-- Opening Marker --
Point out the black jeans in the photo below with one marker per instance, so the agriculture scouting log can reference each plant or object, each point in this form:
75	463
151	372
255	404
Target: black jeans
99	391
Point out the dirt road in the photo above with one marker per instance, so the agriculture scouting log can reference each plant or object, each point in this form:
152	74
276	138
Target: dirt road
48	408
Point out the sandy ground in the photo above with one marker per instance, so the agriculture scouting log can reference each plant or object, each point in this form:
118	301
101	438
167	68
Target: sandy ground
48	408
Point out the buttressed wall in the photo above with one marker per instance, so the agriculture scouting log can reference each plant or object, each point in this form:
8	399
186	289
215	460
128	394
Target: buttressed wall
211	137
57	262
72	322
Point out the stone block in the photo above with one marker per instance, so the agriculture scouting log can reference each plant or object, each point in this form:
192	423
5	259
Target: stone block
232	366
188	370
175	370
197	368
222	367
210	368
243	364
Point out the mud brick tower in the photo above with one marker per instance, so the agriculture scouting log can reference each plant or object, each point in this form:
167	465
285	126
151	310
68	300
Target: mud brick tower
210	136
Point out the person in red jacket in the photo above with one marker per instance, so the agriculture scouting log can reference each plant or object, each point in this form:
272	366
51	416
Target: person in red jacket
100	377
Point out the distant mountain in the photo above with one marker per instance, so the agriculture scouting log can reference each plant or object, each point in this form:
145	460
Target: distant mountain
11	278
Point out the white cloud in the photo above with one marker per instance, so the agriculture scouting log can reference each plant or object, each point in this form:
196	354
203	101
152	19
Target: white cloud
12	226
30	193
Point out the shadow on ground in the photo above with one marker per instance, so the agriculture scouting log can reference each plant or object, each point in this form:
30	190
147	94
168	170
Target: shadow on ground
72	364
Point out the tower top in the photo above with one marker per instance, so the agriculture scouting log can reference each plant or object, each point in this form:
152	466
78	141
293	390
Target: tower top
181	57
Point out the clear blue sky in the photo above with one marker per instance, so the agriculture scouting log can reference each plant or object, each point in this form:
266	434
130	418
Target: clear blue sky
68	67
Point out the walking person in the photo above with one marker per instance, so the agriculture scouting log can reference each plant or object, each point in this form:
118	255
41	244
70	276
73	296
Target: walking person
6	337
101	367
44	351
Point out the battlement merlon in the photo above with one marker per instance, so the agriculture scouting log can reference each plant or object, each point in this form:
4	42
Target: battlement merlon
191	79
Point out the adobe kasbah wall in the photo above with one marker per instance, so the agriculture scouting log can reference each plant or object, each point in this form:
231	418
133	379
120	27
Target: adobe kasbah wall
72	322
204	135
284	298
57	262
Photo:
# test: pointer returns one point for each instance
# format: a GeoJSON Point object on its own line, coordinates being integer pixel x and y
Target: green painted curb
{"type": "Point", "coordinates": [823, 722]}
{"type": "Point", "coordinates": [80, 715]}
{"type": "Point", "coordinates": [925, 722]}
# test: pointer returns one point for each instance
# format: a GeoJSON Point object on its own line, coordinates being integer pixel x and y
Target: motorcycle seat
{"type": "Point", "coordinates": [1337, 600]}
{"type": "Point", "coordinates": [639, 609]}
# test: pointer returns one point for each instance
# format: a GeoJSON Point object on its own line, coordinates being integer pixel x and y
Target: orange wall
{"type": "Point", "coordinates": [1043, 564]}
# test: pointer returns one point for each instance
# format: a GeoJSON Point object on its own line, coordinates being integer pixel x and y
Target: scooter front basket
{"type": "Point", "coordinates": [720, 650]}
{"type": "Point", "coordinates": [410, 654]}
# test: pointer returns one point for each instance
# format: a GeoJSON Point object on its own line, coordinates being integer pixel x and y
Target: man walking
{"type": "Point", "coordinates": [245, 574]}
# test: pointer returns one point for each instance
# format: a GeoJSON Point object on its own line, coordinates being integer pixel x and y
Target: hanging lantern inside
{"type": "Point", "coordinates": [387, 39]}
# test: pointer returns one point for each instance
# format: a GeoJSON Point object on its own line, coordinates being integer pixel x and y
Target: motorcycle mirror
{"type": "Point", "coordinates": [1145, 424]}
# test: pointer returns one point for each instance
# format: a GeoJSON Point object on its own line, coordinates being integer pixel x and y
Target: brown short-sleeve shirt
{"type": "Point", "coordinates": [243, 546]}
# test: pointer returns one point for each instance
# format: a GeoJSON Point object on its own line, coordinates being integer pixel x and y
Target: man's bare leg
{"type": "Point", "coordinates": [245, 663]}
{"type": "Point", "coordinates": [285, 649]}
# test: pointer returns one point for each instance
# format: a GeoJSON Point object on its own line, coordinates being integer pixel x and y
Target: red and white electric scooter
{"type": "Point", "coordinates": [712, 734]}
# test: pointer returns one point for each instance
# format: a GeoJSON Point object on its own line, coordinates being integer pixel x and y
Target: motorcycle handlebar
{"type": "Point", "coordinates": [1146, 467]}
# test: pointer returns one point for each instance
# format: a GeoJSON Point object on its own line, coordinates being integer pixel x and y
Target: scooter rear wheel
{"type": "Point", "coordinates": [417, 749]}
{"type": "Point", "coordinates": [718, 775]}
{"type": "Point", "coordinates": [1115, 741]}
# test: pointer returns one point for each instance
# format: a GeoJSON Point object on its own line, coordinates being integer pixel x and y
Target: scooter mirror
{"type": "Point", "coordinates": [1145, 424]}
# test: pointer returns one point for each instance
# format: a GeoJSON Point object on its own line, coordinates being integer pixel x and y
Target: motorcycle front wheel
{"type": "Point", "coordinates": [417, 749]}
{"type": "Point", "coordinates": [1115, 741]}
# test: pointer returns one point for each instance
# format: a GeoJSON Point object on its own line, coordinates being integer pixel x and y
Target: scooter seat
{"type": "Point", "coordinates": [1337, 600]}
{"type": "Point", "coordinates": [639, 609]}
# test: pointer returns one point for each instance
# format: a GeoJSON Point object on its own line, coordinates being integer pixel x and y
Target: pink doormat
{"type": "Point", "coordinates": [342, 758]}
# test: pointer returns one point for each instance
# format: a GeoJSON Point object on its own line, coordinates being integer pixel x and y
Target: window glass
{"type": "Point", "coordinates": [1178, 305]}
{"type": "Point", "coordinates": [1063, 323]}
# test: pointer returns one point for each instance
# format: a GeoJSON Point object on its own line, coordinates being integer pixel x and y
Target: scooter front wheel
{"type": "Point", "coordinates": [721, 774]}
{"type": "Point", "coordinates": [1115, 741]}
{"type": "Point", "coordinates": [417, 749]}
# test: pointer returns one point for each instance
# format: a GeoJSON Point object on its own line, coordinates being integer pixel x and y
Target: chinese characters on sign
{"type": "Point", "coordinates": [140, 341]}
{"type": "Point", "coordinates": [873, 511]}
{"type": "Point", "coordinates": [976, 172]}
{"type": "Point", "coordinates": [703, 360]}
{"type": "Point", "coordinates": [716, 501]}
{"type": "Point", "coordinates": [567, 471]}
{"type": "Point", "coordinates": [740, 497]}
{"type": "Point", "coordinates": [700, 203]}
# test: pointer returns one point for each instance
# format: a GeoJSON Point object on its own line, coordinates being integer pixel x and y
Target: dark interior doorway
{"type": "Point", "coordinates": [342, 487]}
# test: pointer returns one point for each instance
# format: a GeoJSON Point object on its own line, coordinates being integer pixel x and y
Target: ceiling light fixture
-- Closing Marker --
Down to the last line, give the records again exactly.

## [SOLUTION TO THE EXERCISE]
Point out the black jeans in the photo below with one marker per instance, so the agriculture scouting log can reference each plant or object, each point in this form:
75	463
151	372
255	404
Target: black jeans
99	391
Point out the dirt road in the photo above with one marker per instance, so the agriculture scouting log can reference each plant or object, each point in this form:
152	74
276	138
Target: dirt road
48	408
Point out the sandy ground in the photo above with one marker per instance, so the agriculture scouting log can reference each plant or object, each point in this form:
118	301
101	438
167	68
Target: sandy ground
48	408
Point out the buttressed wall in the photo above with one marker per instance, so the agriculture scouting log can reference each plant or object, each point in this form:
8	399
186	289
215	460
128	394
Target: buttressed wall
211	137
57	262
72	322
Point out the stone block in the photo above with one marker per instance, so the agriculture scouting log can reference each plant or object, each point in this form:
192	423
5	259
Target: stone block
232	366
188	370
175	370
197	368
222	367
210	368
243	364
Point out the mud brick tower in the photo above with one marker per instance, so the agriculture scouting log can reference each plant or object, each point in this form:
167	465
285	126
151	310
68	300
Target: mud brick tower
210	136
Point out the person in red jacket in the photo above with one marker per instance, so the agriculture scouting log can reference each plant or object, each point in this form:
272	366
51	416
Target: person in red jacket
100	377
Point out the distant mountain in the photo above with one marker per instance, so the agriculture scouting log can reference each plant or object, each point in this form:
145	460
Target: distant mountain
11	278
Point out the white cloud in the photo above with one marker per instance, so the agriculture scouting log can reference each plant or object, each point in this form:
196	354
203	101
152	19
Target: white cloud
12	226
30	193
Point out the shadow on ground in the photo above with one marker per instance, so the agriculture scouting log can reference each plant or object, each point in this form:
30	190
147	94
168	170
Target: shadow on ground
72	364
Point out the tower top in the photo above with one marker per instance, so the agriculture scouting log can reference each plant or object, each point in this form:
152	466
78	141
293	390
Target: tower top
181	57
Point out the clear blue sky in the photo above with one marker per instance, so the agriculture scouting log can reference each plant or object, each point in this form:
266	434
130	418
Target: clear blue sky
68	67
Point out the walking person in the photo above with one marker per instance, so the agriculture scouting log can reference each plant or object, each point in this form:
118	255
41	244
70	276
73	296
Target: walking person
6	337
101	367
44	351
Point out the battlement merlon in the photo above with one marker per instance, so the agriculture scouting log can reference each plant or object, each point in this form:
4	42
Target: battlement merlon
191	79
Point out the adobe kasbah wall in the photo above with one marker per instance, so the agriculture scouting log can reference each plant or object, each point in this form:
231	418
133	379
120	27
Target: adobe kasbah wall
72	322
204	135
284	298
57	262
Photo:
# test: pointer returns one point for each instance
# format: a GeoJSON Point object on its own line, coordinates being integer pixel x and y
Target: green painted curb
{"type": "Point", "coordinates": [823, 722]}
{"type": "Point", "coordinates": [80, 715]}
{"type": "Point", "coordinates": [925, 722]}
# test: pointer returns one point for each instance
# format: a GeoJSON Point object on its own line, coordinates being integer pixel x and y
Target: motorcycle seat
{"type": "Point", "coordinates": [1337, 600]}
{"type": "Point", "coordinates": [639, 609]}
# test: pointer returns one point for each instance
# format: a GeoJSON Point object on its own line, coordinates being integer pixel x and y
Target: orange wall
{"type": "Point", "coordinates": [1043, 564]}
# test: pointer returns one point for each instance
# format: a GeoJSON Point object on its own line, coordinates being integer pixel x and y
Target: scooter front basket
{"type": "Point", "coordinates": [720, 650]}
{"type": "Point", "coordinates": [410, 654]}
# test: pointer returns one point for each instance
# format: a GeoJSON Point object on its own line, coordinates being integer pixel x and y
Target: man walking
{"type": "Point", "coordinates": [245, 574]}
# test: pointer returns one point for each instance
# format: a GeoJSON Point object on its own line, coordinates being integer pixel x and y
Target: hanging lantern inside
{"type": "Point", "coordinates": [387, 39]}
# test: pointer returns one point for each instance
# format: a GeoJSON Point object on its own line, coordinates being integer pixel x and y
Target: motorcycle mirror
{"type": "Point", "coordinates": [1145, 424]}
# test: pointer returns one point for each instance
# format: a GeoJSON Point object on its own line, coordinates being integer pixel x and y
Target: brown short-sleeve shirt
{"type": "Point", "coordinates": [243, 546]}
# test: pointer returns one point for each instance
# format: a GeoJSON Point object on its own line, coordinates being integer pixel x and y
Target: man's bare leg
{"type": "Point", "coordinates": [245, 663]}
{"type": "Point", "coordinates": [285, 649]}
# test: pointer returns one point for each instance
# format: a GeoJSON Point object on its own line, coordinates being integer pixel x and y
Target: red and white electric scooter
{"type": "Point", "coordinates": [712, 734]}
# test: pointer returns one point for each instance
# format: a GeoJSON Point object on its own line, coordinates being integer pixel x and y
Target: motorcycle handlebar
{"type": "Point", "coordinates": [1146, 467]}
# test: pointer returns one point for each instance
# format: a GeoJSON Point object on its own line, coordinates being integer pixel x and y
Target: scooter rear wheel
{"type": "Point", "coordinates": [417, 749]}
{"type": "Point", "coordinates": [718, 775]}
{"type": "Point", "coordinates": [1115, 741]}
# test: pointer returns one point for each instance
# format: a GeoJSON Point object on its own line, coordinates being integer pixel x and y
Target: scooter mirror
{"type": "Point", "coordinates": [1145, 424]}
# test: pointer returns one point for each instance
# format: a GeoJSON Point object on its own line, coordinates being integer pixel x and y
Target: motorcycle front wheel
{"type": "Point", "coordinates": [417, 749]}
{"type": "Point", "coordinates": [1115, 741]}
# test: pointer returns one point for each instance
# format: a GeoJSON Point object on its own line, coordinates being integer pixel x and y
Target: scooter seat
{"type": "Point", "coordinates": [1337, 600]}
{"type": "Point", "coordinates": [639, 609]}
# test: pointer returns one point for each instance
# format: a GeoJSON Point object on its own line, coordinates being integer pixel x and y
Target: pink doormat
{"type": "Point", "coordinates": [342, 758]}
# test: pointer returns one point for each instance
# format: a GeoJSON Point object on its own line, coordinates being integer pixel x and y
Target: window glass
{"type": "Point", "coordinates": [1178, 305]}
{"type": "Point", "coordinates": [1063, 323]}
# test: pointer returns one point for each instance
# format: a GeoJSON Point object on its own line, coordinates being integer pixel x and y
Target: scooter front wheel
{"type": "Point", "coordinates": [721, 774]}
{"type": "Point", "coordinates": [1115, 741]}
{"type": "Point", "coordinates": [417, 749]}
# test: pointer returns one point for each instance
# format: a GeoJSON Point object on its own line, coordinates being integer pixel x and y
Target: chinese characters on sign
{"type": "Point", "coordinates": [140, 341]}
{"type": "Point", "coordinates": [873, 511]}
{"type": "Point", "coordinates": [976, 172]}
{"type": "Point", "coordinates": [703, 360]}
{"type": "Point", "coordinates": [716, 501]}
{"type": "Point", "coordinates": [567, 471]}
{"type": "Point", "coordinates": [740, 497]}
{"type": "Point", "coordinates": [700, 203]}
# test: pointer returns one point for each instance
# format: a GeoJSON Point object on its own line, coordinates being integer pixel x and y
Target: dark interior doorway
{"type": "Point", "coordinates": [342, 487]}
# test: pointer returns one point for each instance
# format: a GeoJSON Point object on its own line, coordinates being integer pixel x and y
Target: ceiling light fixture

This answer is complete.